# À RÉALISER
(1) Dans l'extrait sur la stratégie hôtelière, reformulez sous forme de liste concise le paragraphe qui commence par « Par ailleurs, nos modes de gestion », en conservant ses faits principaux.
(2) Rédigez la suite de l'extrait sur la stratégie hôtelière, à partir de sa dernière phrase.

Tout d'abord par l'affirmation de la conviction que nous ne serons jamais un groupe uniquement franchiseur et que nous n'aurons pas le même mode de développement sur toutes les enseignes et sur tous les marchés. J'explique souvent que nous devons fonctionner sur trois jambes : à la fois franchiseur, opérateur sur tous les segments et propriétaires, mais uniquement sur l'économique et plus spécialement en Europe. La raison en est simple. L'économique est notre secteur le plus rentable en Europe. Il dégage des marges importantes, un Roce de 20 % ['Return On Capital Employed', retour sur capital investi, NDLR] ce qui justifie le fait que nous soyons propriétaires, même si, a contrario, des hôtels dits économiques, comme ceux de Motel 6 aux États-Unis, n'ont pas vocation à rester comme filiales, car leur Roce, à 4 %, est insuffisant.

Par ailleurs, nos modes de gestion resteront différenciés car ils sont adaptés à nos segments de marché. L'économique convient aux filiales - que nous soyons propriétaires ou en leasing - et à la franchise, le milieu de gamme est aussi bien adapté aux filiales - avec loyer -, aux franchises et aux contrats de management. Quant au haut de gamme, il est destiné principalement aux contrats de management. D'ailleurs, la plupart des murs de nos hôtels Sofitel ont été vendus et nous continuerons sans relâche notre politique d''asset-light' sur ce segment.

Enregistrements d'étiquetage de localisation:

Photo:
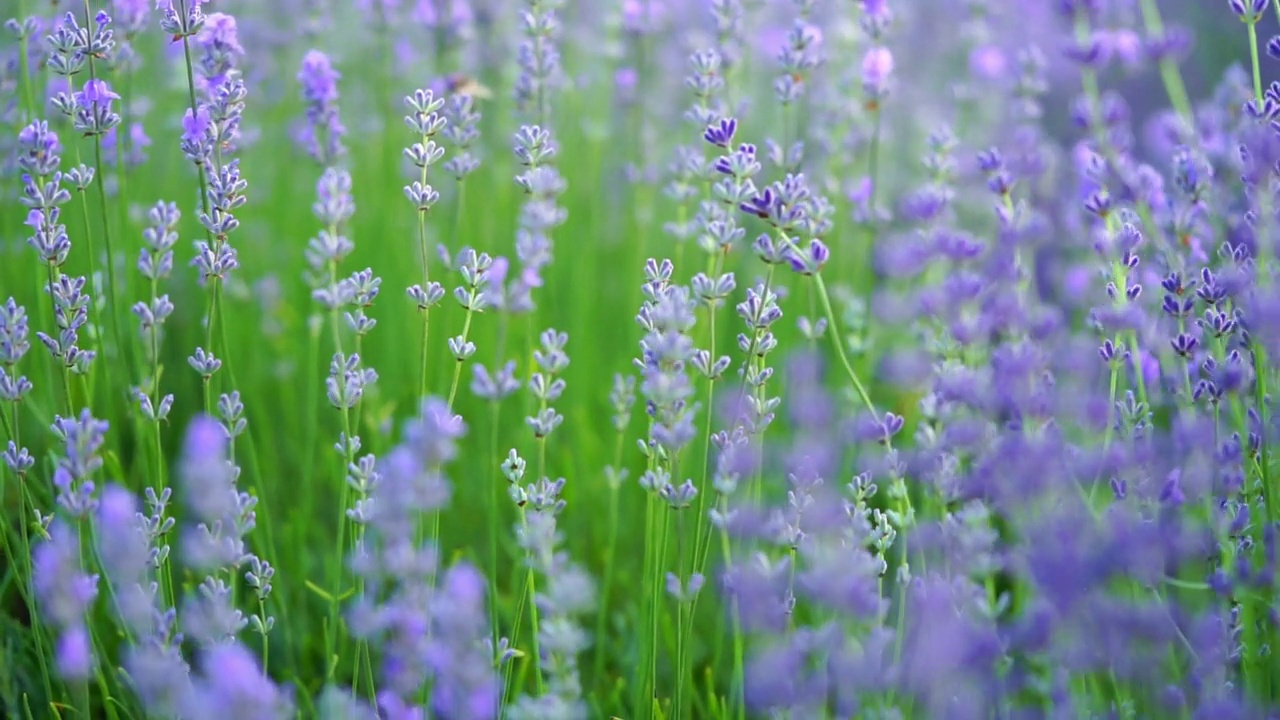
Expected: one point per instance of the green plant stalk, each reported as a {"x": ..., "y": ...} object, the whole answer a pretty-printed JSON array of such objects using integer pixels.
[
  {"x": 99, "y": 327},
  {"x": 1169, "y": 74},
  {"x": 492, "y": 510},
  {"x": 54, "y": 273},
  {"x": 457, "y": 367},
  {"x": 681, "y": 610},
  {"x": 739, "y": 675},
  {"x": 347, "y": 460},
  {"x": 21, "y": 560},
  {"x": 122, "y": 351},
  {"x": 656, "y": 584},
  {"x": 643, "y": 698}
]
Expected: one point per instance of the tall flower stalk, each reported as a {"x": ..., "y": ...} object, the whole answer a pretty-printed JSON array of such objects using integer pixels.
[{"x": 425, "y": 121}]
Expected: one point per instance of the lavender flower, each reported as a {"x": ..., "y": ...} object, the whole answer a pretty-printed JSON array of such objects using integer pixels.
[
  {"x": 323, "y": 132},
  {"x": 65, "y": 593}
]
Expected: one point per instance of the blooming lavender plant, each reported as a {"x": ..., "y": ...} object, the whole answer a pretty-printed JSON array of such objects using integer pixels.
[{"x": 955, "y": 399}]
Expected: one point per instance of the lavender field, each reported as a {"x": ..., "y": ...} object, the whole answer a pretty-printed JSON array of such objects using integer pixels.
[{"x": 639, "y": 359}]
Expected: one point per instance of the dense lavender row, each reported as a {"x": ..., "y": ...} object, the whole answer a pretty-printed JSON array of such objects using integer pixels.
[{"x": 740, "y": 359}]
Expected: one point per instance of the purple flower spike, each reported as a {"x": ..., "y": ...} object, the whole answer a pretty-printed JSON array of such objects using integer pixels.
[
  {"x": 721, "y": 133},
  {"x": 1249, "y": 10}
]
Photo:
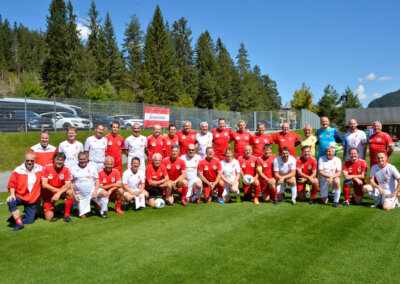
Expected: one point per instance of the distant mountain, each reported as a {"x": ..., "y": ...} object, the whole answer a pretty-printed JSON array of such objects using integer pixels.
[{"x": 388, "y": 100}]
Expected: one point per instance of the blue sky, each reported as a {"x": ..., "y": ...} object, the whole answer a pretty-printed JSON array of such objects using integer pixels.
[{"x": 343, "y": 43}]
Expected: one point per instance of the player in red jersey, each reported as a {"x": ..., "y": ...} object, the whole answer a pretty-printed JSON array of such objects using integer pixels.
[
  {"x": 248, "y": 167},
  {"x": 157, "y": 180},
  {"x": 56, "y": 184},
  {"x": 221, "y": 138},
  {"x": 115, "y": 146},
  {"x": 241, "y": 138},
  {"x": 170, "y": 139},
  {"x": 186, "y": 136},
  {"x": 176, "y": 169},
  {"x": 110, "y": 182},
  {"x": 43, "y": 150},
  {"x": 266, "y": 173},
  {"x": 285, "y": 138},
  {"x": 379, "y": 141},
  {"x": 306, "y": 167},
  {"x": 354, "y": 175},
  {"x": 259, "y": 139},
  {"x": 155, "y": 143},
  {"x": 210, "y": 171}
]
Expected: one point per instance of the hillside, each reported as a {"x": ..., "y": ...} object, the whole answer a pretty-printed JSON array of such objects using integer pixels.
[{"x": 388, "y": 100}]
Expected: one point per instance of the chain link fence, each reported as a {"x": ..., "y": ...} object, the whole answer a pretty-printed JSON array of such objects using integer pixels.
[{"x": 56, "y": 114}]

# RÉSULTATS FINAUX
(1)
- Les modes de gestion restent différenciés, car ils sont adaptés aux segments de marché.
- Économique : filiales (en propriété ou en leasing) et franchise.
- Milieu de gamme : filiales avec loyer, franchises et contrats de management.
- Haut de gamme : principalement des contrats de management. La plupart des murs des hôtels Sofitel ont été vendus, et la politique d'« asset-light » se poursuivra sur ce segment.

(2)
L'autre différence concerne notre rythme de développement, avec des chiffres d'ouverture de chambres plus élevés que nos prévisions. Ainsi, en 2011, nous avions prévu d'ouvrir 30 000 chambres, nous atteindrons 35 000 et avons annoncé l'accélération de ce rythme avec l'ouverture de 40 000  chambres par an pour 2012 et 2013.

Quelle est aujourd'hui votre nouvelle ambition ?

Être le numéro un sur tous les continents, à l'exception des États-Unis. Si l'on regarde spécifiquement le marché chinois, nous avons une carte à y jouer, compte tenu de la qualité de notre offre. Il existe pléthore de projets en Chine, et c'est est un marché particulier où les offres budget et économique ne sont pas encore différenciées. Je souhaite donc proposer des produits sous la 'méga marque' ibis. Nous sommes déjà très présents dans le haut de gamme avec Sofitel (22 hôtels et 35 en projet d'ici à 2015) et Pullman (10 hôtels et 60 en projet). Pour Accor, la création de la 'méga marque' ibis va nous permettre d'accélérer le développement.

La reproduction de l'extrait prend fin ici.